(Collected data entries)
┌────────
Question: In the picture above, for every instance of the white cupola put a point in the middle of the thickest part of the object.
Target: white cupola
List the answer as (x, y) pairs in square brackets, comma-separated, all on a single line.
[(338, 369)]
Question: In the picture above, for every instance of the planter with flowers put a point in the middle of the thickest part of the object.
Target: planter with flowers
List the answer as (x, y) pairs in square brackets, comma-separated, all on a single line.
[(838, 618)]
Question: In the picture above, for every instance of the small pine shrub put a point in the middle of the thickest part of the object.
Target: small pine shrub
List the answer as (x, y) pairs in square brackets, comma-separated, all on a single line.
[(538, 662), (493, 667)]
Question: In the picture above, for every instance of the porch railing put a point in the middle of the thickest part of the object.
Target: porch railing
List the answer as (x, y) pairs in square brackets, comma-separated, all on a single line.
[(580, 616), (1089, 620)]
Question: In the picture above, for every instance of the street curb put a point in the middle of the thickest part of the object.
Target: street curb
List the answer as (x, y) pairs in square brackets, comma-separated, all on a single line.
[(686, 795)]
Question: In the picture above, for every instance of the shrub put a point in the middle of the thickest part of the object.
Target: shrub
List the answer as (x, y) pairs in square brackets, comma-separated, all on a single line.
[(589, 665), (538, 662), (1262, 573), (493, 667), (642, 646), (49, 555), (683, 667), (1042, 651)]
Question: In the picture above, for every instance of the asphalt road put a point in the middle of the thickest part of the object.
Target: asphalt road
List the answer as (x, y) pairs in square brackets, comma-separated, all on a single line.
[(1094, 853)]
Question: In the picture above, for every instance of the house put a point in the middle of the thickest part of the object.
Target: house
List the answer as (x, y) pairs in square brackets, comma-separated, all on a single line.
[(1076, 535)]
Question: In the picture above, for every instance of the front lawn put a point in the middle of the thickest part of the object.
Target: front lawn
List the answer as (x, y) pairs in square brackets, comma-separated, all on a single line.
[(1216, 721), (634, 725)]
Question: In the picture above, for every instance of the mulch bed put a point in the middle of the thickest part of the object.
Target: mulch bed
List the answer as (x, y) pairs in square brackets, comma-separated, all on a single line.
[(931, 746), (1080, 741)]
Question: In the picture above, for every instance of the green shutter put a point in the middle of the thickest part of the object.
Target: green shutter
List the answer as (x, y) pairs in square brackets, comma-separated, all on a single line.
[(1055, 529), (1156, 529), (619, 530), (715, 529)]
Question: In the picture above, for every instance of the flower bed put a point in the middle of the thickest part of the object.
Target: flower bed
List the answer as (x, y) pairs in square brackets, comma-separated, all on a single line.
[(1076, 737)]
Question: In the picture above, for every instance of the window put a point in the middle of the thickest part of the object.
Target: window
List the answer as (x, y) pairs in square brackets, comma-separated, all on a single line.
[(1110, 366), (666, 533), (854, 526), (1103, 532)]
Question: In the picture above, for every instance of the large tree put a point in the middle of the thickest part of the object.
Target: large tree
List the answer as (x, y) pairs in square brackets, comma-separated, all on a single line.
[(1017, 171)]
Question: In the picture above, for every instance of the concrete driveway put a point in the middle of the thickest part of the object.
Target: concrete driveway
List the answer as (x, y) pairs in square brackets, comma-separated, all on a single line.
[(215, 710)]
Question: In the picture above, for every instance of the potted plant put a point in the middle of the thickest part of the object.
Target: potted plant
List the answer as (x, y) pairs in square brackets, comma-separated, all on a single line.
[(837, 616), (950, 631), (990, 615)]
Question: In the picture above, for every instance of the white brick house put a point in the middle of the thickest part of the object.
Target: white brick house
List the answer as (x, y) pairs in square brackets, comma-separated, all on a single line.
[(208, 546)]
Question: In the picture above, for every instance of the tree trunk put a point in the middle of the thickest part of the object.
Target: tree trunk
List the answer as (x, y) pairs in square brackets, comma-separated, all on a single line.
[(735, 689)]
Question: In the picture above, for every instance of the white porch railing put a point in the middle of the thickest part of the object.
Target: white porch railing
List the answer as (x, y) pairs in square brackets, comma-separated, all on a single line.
└────────
§ GOAL
Set down every line of the entries above again, with no changes.

§ RESULT
Question: In the picture above, for every instance of the white cupola put a point in the middle of the thickest part of the object.
Target: white cupola
List the answer as (x, y) pairs in square brackets, comma-separated, all on a single line.
[(338, 369)]
Question: In the picture above, for every instance of the planter with flowers put a point in the middle of the thickest part of the object.
Target: planter with flowers
List the answer as (x, y) pairs in square brackets, comma-separated, all on a single line.
[(838, 618)]
Question: In the picture above, for every instance of the small pine shrub put a point in the middle of the thickest part of the object.
Target: small pine shrub
List the answer as (x, y) pairs in square brackets, comma-separated, all on a single line.
[(538, 662), (493, 667)]
Question: In the picture above, for every instance of the porch railing put a point in the middle of the thickest part of the object.
Target: porch railing
List the answer as (x, y) pairs in square brackets, comma-separated, all on a single line.
[(580, 616), (1089, 620)]
Question: In the picture above, for every instance of the street curb put a point in the middle of the thickest part of the object.
Target: street curb
List the answer as (x, y) pairs in square brackets, comma-separated, all on a single line.
[(686, 795)]
Question: In the picture above, for every instance of the shrub put a point in the middle of the thickest part of the object.
Target: shrub
List the answer as (x, y) pairs in square brackets, comma-separated, all on a single line.
[(589, 665), (538, 662), (1262, 573), (493, 667), (642, 646), (49, 555), (683, 667), (1042, 651)]
Question: In the picture above, for every instance of the asphalt road put a point in the middle of the thickest part of the object.
Target: asphalt road
List the answer as (x, y) pairs in square brackets, comma-separated, all on a single line.
[(1094, 853)]
Question: In the picture above, for every instance of the house put a point in the middle of the thickest part of the object.
Target: house
List the answer as (x, y) pairs in square brackets, comma-separated, all on a single line.
[(1076, 535)]
Question: In the picture above, for every instance of the front lawn put a point in the middle of the thickest part of the object.
Target: front lawn
List the answer as (x, y) pairs in square brackets, comma-separated, all on a single line.
[(1216, 721), (634, 725)]
Question: In the picture above, for every instance of the mulch bed put a point in the middle of the thickest part of the object.
Target: mulch bed
List the answer as (x, y) pairs in square brackets, comma-separated, all on a single line.
[(931, 746), (1080, 741)]
Question: In the picture above, for every instance of the green shutter put a point in the middle of the thickest part of the object.
Target: green shutter
List the answer as (x, y) pairs in square brackets, comma-separated, all on a single line.
[(1055, 529), (1156, 529), (619, 530), (715, 529)]
Question: In the picture above, for every instance of the flower bed put a point in the middle of the thickest part of the object.
Target: flower bed
List the answer as (x, y) pairs in square brackets, comma-separated, all on a single line.
[(1076, 737)]
Question: In the picture above, for every instance of the window put a point in the middle of the thickest part of the object.
Target: window
List the answer as (x, y) pairs in square brackets, comma-separated, all on a single line.
[(1110, 366), (666, 533), (854, 526), (1103, 532)]
Question: In the picture above, for every instance of the large tree put a point in the middle of the thickest part of the object.
Target: large tree
List the answer as (x, y) pairs in square brackets, comma-separated, all on a single line.
[(1017, 171)]
Question: In the picture above, for every instance of the concrete driveway put a point in the middle of the thickest part of the object.
Target: concrete driveway
List the answer as (x, y) pairs in square brackets, comma-separated, all on a single line.
[(215, 710)]
Question: In the picture above, for every instance of the potted plant put a point in the middle of the thickest part of the object.
Target: potted plant
List the answer as (x, y) pairs in square brackets, comma-separated, all on a single line.
[(837, 616), (950, 631), (990, 615)]
Question: In the picture above, for every instance of the white brick house put a point in the middle of the thickest part of the object.
Target: white brick house
List the answer as (x, y) pairs in square brackets, comma-separated, all on a single line.
[(208, 546)]
Question: In the picture above, for every instance of the tree trunk put a point in the middle of the thickest part of the object.
Target: tree trunk
List the answer as (x, y) pairs in square brackets, comma-separated, all on a single line.
[(735, 689)]
Question: In the picture above, for every instance of the white porch railing put a point in the middle of the thickest part of the object.
Target: white porch railing
List the answer as (x, y) pairs in square brackets, comma-separated, all on a single line.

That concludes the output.